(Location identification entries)

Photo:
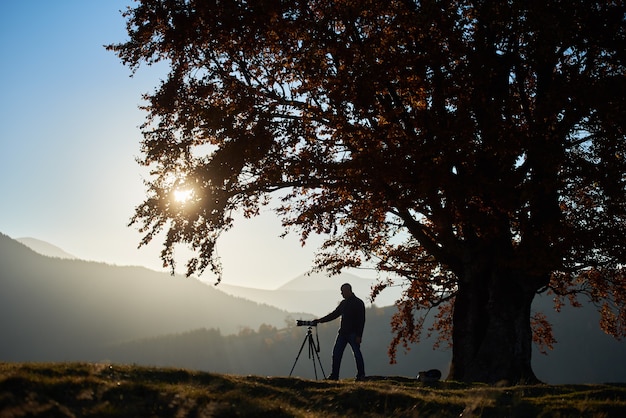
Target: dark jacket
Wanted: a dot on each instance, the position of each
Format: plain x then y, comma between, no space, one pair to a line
352,312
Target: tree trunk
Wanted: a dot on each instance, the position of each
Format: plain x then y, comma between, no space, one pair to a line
492,336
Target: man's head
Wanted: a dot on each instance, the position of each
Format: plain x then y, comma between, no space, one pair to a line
346,290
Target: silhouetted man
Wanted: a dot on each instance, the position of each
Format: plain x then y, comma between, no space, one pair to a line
352,312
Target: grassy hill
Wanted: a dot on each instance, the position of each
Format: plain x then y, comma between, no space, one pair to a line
108,390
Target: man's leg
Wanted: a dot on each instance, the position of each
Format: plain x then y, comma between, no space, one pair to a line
338,349
358,357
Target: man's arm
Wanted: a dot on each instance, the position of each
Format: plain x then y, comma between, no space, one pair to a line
333,315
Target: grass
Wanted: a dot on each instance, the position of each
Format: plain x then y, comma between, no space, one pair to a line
105,390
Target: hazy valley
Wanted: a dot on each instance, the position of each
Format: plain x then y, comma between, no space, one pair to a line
62,309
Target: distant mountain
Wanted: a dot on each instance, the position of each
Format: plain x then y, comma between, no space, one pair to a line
54,309
57,309
44,248
316,293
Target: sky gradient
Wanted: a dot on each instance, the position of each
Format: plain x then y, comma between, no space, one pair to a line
69,137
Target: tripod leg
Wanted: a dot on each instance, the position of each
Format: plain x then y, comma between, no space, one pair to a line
320,362
311,355
298,356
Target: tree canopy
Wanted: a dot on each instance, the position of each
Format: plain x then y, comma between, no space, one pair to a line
474,148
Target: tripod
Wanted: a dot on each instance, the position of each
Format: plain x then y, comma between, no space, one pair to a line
313,352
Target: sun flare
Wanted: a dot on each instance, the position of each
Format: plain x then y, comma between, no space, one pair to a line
183,195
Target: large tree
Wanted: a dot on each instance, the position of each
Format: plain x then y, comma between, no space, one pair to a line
475,149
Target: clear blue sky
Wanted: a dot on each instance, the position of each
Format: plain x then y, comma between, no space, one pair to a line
69,137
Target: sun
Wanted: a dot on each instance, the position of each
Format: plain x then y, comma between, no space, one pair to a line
183,195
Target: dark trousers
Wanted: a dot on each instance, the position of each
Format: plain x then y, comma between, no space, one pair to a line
338,349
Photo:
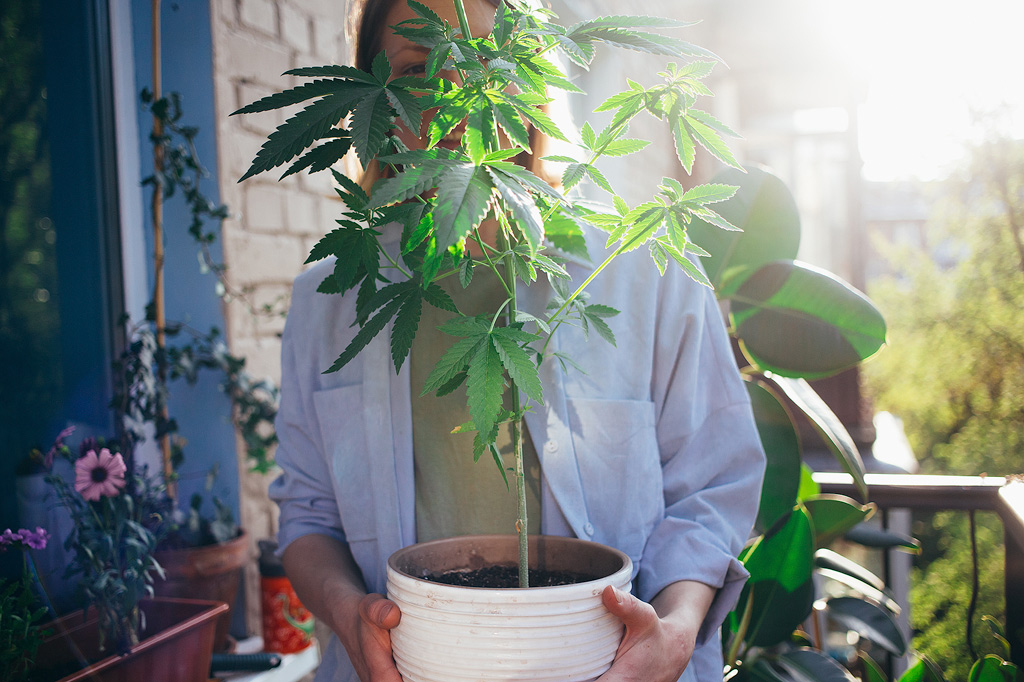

TASK TO CARRY OUT.
Rewrite the data as a numbered list with blank lines left out, beginning at the line that contains "Target: sun flare" and stopping at the end of the data. Leave the pictures out of your answer.

WRITTEN RESPONSE.
1. Target: sun flare
2. Wanted: a dot on each instance, the position of each
3. Format: plain x then y, comma between, no space, one pair to a line
4. 183,195
5. Target: large tree
6. Wanted: a dot on each instance, the position of each
7. Format: plain x then y, comma between, no space, one pair to a line
8. 475,149
9. Target: clear blue sky
10. Wanted: a dot on each instance, the position of each
11. Format: plain x then y, comma between, no space, one pair to a line
12. 69,137
13. Target: sun
14. Wanted: a dot on each instance, the position of each
15. Format: plain x then y, comma between, no space, one pair to a line
16. 183,195
17. Target: dark trousers
18. Wanted: a dot on each instance, the position of each
19. Format: plain x then y, comma between, no space, one pair to a line
20. 338,349
21. Photo:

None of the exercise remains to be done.